In 1989, when Michael Stephenson was 10, he was cast in a low-budget indie film called “Goblins.” He hoped it would become another “Gremlins,” but that hope didn’t last long.

“These goblins prepare a meal for my family that would turn them into plants so the goblins could eat them,” recalls Stephenson. “The script says that I act possessed to distract my parents from eating the food. Well, [the Italian director] says, ‘Possessed — boring bulls – – t! You stand on the chair and you piss on the table. That’s how you’ll save your family.’ And I remember thinking, ‘What? I have to pee on the food?’”

Eventually released as “Troll 2,” the film was quickly regarded as one of the worst movies ever made. With a dentist in the lead role, “trolls” played by actors in burlap sacks with gloves taped to them, and a script translated by its Italian screenwriter using an American dictionary, the result eventually reached No. 1 on IMDb’s “Bottom 100.”

So Stephenson was caught off guard when, in 2006, he started getting e-mails about “Troll 2” parties, where fans watched the film dressed as goblins and held “Trollympics” sporting events. By then an aspiring filmmaker, Stephenson began filming these parties, and tracked down the cast and crew for a documentary about the phenomenon.

“Best Worst Movie,” out Friday, introduces characters like Dr. George Hardy, the Alabama dentist who played Stephenson’s father and who revels in his new cult status, and Claudio Fragasso, the director who, to this day, fails to comprehend the irony of the film’s newfound popularity.

Calling “Troll 2” a “parable,” Fragasso tells Stephenson how it “examines serious, important issues,” and that it’s “an important film about the union of family.” When cast members refer to the film disparagingly at a festival Q&A, he calls them “these actor dogs.”

But after meeting hundreds of die-hard “Troll 2” fans, Stephenson himself now sees the film in a somewhat different light.

“There is a lack of cynicism and irony in the making of the film itself. It’s a genuine failure,” he says. “As horrible as the film is, you can see the heart.”

TASK LIST:
1. Name every film title that the article about "Troll 2" mentions.
2. Duplicate the passage of the "Troll 2" article starting with "So Stephenson was" and going on through "about the phenomenon.".
The items that follow have nothing to do with this article.

SUPPLIED RECORDS:

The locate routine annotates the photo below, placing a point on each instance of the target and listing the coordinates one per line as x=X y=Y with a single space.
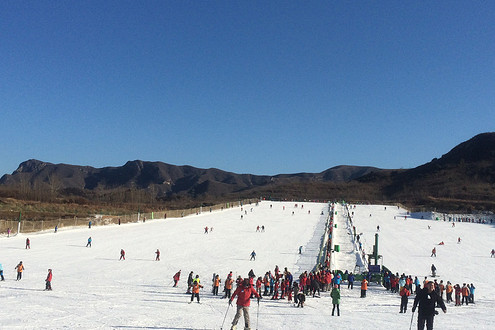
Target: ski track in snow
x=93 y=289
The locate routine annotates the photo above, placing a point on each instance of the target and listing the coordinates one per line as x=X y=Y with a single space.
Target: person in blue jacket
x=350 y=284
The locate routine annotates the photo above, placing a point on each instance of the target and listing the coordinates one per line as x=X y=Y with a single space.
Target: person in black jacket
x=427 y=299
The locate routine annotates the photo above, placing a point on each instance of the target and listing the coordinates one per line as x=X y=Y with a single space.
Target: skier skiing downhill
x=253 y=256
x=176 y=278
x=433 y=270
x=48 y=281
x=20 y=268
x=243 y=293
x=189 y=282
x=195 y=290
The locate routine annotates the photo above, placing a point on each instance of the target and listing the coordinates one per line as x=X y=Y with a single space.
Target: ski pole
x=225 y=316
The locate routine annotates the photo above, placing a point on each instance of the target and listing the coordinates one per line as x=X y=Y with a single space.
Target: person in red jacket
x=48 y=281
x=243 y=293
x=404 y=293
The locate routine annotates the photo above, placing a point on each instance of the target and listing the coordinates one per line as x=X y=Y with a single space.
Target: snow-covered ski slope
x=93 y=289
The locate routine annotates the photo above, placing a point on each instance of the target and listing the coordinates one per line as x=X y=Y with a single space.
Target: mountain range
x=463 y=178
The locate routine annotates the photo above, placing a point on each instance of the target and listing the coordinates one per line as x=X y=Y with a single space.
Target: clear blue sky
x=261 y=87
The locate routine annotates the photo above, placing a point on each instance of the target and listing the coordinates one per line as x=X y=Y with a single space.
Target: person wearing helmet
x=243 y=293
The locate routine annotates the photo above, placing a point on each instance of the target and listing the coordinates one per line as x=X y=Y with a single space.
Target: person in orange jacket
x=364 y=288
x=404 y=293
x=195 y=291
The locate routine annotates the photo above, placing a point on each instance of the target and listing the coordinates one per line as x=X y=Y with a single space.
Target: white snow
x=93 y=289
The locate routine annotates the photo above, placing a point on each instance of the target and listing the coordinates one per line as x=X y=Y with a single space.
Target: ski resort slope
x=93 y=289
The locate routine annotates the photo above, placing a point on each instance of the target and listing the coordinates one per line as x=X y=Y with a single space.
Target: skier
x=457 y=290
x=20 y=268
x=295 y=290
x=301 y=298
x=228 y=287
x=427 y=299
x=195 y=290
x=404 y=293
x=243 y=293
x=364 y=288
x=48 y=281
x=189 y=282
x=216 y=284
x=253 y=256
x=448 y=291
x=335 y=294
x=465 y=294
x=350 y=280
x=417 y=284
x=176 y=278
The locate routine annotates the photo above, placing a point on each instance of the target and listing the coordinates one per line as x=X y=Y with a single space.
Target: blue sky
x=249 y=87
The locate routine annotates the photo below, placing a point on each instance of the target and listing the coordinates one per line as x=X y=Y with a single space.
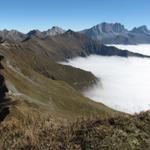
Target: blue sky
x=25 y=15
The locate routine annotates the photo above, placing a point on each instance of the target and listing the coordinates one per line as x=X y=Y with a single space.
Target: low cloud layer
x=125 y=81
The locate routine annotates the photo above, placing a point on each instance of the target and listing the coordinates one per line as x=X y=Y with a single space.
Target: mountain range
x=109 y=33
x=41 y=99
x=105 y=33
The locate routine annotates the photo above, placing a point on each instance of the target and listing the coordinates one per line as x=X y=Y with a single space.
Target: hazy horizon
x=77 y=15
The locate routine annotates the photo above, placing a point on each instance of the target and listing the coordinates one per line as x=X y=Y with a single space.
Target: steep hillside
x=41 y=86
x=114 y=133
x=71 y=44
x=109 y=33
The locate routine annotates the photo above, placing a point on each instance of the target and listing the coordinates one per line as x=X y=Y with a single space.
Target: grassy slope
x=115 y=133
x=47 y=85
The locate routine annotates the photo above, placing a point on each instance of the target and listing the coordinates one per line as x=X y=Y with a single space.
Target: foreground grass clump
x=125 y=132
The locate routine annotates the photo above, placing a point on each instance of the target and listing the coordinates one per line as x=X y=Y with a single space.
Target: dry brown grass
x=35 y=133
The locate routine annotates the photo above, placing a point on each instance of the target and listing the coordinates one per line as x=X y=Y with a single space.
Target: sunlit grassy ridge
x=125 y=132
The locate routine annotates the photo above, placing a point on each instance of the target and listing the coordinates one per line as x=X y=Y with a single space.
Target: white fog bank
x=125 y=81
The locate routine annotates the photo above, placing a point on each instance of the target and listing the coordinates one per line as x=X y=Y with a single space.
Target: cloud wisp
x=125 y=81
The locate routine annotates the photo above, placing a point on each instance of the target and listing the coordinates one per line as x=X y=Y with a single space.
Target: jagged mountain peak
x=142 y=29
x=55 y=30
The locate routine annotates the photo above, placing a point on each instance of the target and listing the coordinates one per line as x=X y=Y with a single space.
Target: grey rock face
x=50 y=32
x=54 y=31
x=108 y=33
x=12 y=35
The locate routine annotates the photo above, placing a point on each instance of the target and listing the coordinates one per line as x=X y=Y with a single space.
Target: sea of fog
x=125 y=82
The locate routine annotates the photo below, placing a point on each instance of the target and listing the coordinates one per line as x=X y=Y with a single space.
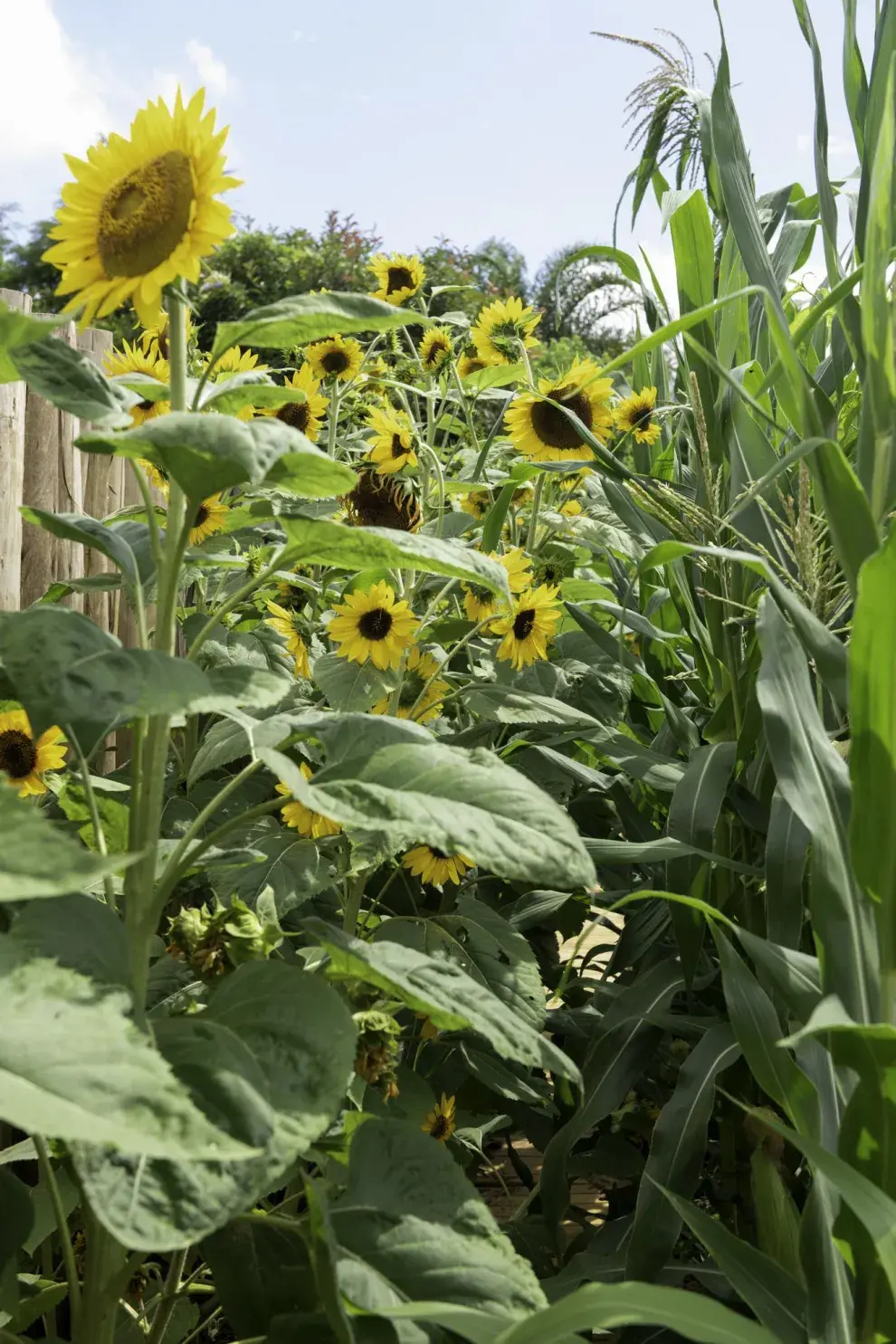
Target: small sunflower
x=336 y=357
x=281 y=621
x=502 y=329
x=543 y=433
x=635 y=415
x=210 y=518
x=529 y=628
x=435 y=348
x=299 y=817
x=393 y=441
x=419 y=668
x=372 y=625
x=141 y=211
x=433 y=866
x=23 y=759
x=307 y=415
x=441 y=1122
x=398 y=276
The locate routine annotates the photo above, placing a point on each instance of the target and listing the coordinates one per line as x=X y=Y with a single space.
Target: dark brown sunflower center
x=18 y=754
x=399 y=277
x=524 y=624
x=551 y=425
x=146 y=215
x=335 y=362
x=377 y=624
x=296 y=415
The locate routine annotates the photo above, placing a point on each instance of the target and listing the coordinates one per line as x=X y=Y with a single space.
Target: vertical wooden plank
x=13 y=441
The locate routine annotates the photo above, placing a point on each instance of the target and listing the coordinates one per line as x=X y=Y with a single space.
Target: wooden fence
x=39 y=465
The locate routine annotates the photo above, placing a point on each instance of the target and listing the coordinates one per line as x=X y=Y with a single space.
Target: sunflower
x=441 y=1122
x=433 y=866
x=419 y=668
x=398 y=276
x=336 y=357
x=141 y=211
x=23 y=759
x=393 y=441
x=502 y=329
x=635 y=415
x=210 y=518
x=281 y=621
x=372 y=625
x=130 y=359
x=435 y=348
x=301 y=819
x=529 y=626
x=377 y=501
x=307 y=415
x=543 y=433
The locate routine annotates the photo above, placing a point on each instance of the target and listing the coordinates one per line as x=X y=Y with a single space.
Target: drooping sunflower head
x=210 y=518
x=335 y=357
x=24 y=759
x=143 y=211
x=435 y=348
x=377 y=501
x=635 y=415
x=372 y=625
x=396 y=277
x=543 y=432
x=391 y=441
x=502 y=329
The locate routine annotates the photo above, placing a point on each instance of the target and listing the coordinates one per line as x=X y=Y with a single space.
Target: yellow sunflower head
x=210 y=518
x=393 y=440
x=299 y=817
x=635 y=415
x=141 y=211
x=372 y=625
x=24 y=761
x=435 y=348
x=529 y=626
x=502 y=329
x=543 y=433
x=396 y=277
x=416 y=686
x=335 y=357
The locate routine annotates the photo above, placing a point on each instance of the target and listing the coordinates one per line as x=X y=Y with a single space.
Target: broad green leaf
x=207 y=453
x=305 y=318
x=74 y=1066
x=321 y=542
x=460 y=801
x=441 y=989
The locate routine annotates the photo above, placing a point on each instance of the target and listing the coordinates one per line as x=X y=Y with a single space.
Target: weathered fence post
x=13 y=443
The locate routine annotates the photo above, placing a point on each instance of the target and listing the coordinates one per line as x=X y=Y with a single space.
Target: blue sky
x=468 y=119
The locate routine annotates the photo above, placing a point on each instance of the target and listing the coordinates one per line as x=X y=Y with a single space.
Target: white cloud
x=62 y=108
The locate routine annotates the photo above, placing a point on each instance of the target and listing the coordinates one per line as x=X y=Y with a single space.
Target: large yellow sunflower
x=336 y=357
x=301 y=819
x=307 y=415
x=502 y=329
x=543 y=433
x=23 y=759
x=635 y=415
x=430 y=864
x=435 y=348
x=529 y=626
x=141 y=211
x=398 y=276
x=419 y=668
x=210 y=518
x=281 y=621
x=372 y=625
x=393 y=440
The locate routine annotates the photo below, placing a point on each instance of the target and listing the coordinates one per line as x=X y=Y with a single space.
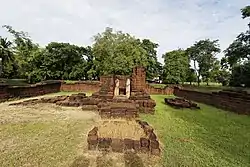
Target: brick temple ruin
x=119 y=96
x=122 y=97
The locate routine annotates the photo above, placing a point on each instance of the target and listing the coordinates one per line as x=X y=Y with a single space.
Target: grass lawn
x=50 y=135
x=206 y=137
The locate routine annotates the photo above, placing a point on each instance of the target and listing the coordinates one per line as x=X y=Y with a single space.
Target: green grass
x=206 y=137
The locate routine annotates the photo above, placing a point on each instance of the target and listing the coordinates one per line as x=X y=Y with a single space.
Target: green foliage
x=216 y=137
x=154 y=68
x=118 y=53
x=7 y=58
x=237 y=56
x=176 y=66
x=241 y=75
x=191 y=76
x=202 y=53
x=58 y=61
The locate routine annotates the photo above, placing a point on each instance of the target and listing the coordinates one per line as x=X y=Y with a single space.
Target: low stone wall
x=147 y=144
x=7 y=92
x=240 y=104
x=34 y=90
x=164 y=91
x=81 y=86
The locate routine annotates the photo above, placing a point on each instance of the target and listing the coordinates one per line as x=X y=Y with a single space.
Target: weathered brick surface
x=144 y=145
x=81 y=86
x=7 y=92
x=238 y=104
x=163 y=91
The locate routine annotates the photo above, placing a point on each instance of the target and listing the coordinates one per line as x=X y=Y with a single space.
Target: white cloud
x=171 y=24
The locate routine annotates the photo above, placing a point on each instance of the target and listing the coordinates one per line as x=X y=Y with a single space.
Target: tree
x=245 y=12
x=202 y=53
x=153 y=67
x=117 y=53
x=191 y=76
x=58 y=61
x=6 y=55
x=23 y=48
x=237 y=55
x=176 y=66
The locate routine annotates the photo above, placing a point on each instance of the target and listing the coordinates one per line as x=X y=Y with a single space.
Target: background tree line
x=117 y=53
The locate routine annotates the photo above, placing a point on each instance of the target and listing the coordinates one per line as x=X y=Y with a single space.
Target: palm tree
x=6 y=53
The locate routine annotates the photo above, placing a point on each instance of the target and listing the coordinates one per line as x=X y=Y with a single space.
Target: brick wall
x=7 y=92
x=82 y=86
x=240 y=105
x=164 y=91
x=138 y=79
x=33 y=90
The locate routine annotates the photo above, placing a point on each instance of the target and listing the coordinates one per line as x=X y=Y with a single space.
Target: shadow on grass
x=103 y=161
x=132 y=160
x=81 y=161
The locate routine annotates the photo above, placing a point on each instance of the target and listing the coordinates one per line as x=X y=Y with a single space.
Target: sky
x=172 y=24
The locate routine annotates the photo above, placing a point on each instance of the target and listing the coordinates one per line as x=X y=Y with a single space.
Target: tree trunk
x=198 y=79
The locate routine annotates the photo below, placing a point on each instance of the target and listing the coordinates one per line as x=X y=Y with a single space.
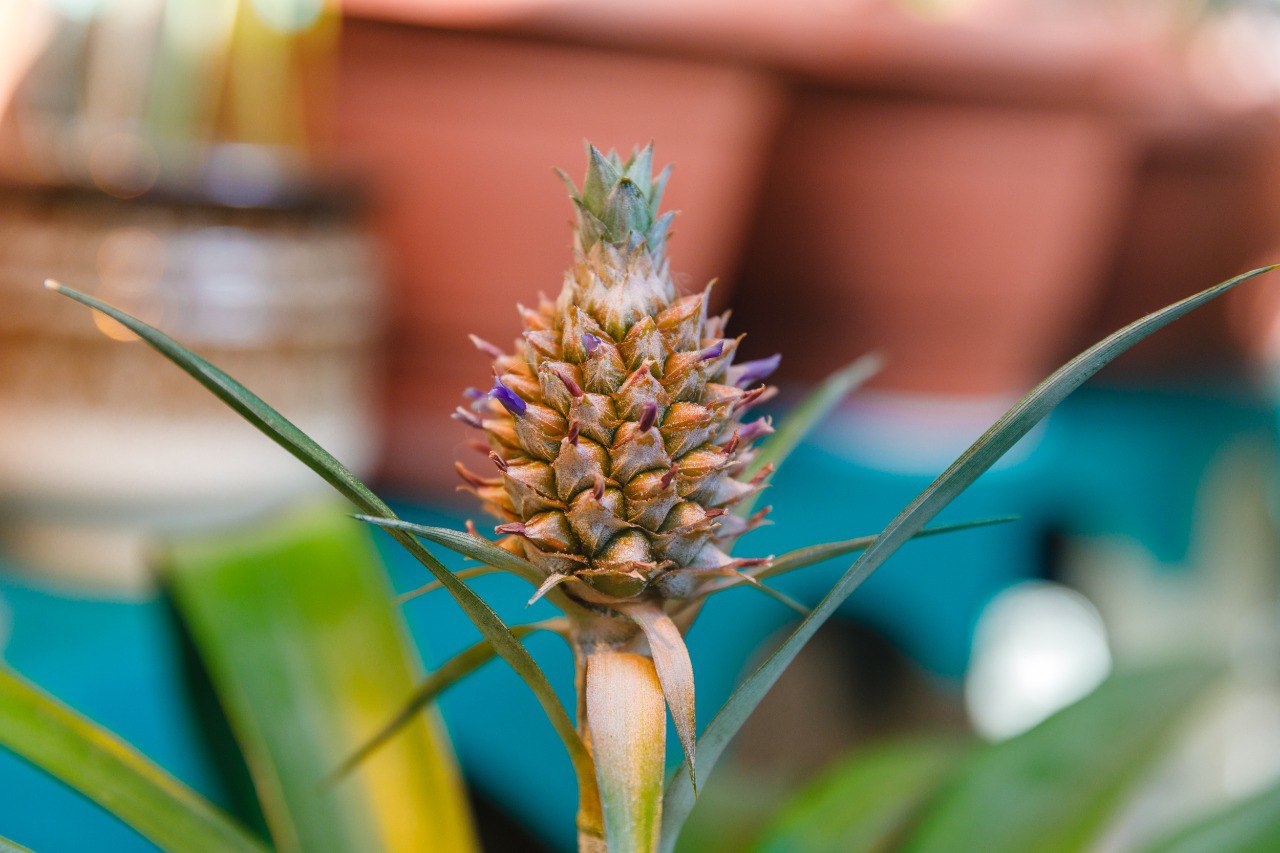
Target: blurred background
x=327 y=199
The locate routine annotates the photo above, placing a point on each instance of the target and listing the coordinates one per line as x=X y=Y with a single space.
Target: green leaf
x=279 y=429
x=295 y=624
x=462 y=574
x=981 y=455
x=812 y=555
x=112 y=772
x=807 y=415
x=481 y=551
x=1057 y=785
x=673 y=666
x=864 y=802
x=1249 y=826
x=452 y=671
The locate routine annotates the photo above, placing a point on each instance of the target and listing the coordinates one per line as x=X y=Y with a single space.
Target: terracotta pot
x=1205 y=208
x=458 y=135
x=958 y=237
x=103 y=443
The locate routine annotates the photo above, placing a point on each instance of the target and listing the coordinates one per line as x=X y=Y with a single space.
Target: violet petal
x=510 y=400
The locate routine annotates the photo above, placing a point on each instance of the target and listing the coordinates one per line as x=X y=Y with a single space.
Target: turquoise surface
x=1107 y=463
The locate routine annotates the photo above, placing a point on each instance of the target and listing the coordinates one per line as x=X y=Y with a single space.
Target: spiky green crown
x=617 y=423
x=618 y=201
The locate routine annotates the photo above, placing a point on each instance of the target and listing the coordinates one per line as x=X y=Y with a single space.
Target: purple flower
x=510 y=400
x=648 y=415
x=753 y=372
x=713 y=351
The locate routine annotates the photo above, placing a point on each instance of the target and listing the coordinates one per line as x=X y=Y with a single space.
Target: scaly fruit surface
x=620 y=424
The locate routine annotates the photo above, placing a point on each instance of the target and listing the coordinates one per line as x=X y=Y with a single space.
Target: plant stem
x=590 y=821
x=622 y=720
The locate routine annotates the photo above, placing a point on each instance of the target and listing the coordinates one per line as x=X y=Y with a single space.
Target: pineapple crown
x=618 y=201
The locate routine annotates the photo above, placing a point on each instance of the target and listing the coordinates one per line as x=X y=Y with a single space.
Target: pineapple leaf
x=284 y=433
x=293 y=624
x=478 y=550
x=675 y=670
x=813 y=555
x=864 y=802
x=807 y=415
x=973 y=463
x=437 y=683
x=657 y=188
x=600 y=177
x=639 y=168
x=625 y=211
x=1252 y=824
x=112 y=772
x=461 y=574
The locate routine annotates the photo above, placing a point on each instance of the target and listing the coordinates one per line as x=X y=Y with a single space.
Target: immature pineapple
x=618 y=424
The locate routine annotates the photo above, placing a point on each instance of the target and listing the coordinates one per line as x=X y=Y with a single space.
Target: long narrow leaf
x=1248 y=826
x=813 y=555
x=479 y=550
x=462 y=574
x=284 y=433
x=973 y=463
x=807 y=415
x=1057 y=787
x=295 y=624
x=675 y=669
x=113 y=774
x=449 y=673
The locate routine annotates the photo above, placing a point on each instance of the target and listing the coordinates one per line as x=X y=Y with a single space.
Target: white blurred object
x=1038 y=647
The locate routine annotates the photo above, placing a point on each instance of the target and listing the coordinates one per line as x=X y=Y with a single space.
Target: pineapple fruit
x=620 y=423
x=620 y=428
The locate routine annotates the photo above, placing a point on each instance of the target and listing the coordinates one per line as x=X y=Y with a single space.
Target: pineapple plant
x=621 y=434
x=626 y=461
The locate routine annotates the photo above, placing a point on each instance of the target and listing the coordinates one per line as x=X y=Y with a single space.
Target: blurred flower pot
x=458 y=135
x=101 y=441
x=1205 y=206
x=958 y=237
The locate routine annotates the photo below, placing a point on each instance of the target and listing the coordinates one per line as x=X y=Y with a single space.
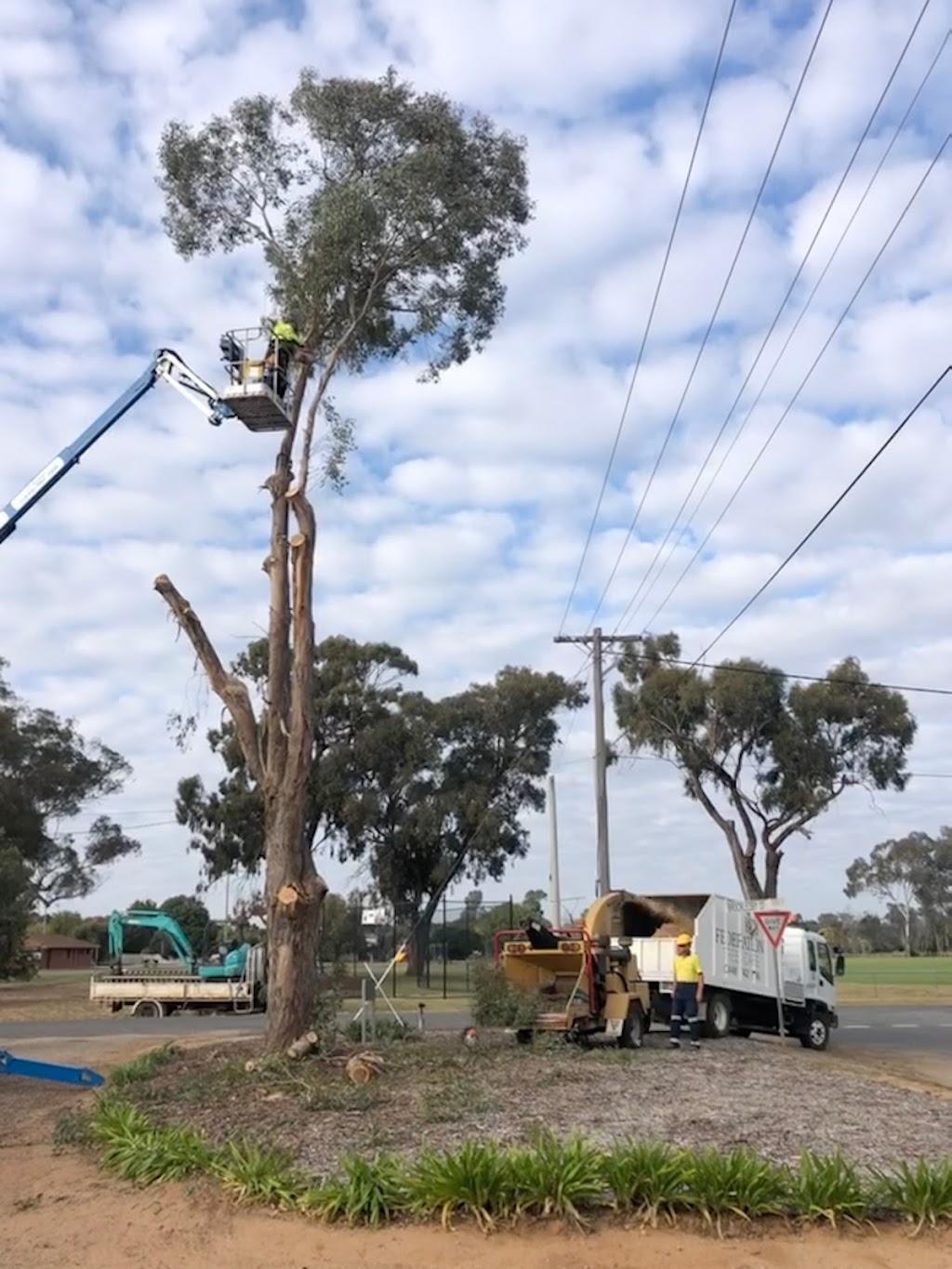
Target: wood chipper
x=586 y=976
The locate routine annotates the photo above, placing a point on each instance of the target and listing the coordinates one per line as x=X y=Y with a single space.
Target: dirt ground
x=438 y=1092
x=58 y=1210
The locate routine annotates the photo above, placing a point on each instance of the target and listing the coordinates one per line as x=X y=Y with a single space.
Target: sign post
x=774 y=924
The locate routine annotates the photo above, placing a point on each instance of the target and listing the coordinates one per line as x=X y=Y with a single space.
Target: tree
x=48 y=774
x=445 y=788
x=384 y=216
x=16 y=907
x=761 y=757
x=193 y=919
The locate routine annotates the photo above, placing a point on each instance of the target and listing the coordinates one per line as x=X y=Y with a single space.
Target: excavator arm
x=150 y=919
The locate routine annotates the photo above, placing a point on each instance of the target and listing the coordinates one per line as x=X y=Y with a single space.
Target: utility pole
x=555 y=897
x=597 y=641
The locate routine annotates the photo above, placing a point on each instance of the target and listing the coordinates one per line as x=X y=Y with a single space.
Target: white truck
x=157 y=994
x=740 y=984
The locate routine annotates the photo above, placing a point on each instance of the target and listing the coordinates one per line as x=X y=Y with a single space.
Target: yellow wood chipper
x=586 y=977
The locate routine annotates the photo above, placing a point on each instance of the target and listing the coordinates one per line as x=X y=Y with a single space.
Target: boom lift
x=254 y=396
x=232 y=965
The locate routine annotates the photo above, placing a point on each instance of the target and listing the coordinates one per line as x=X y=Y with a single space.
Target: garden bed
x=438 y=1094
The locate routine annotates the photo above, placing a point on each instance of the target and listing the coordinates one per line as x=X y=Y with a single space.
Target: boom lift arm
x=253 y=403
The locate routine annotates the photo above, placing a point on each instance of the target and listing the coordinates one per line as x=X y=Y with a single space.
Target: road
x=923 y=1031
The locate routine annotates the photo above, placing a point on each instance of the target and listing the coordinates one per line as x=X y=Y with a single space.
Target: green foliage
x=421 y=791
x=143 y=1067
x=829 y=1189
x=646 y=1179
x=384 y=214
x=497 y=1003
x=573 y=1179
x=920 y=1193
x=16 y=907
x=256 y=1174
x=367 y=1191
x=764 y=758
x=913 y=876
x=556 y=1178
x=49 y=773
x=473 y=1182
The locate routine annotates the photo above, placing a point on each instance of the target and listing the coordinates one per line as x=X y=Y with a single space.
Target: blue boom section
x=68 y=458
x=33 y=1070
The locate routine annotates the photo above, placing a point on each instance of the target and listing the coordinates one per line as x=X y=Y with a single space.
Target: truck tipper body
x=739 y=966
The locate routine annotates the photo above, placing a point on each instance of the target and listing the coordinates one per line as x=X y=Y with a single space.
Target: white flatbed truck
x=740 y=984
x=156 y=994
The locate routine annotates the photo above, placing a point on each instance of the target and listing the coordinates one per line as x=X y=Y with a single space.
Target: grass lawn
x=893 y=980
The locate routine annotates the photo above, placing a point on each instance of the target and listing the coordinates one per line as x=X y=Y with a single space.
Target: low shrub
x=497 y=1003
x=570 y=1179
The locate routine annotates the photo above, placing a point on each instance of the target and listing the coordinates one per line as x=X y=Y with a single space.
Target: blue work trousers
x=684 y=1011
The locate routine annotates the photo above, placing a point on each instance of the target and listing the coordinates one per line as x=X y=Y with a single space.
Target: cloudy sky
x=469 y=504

RESULTS FOR EACH TASK:
1.
- "Goblins"
- "Gremlins"
- "Troll 2"
- "Best Worst Movie"

2.
So Stephenson was caught off guard when, in 2006, he started getting e-mails about “Troll 2” parties, where fans watched the film dressed as goblins and held “Trollympics” sporting events. By then an aspiring filmmaker, Stephenson began filming these parties, and tracked down the cast and crew for a documentary about the phenomenon.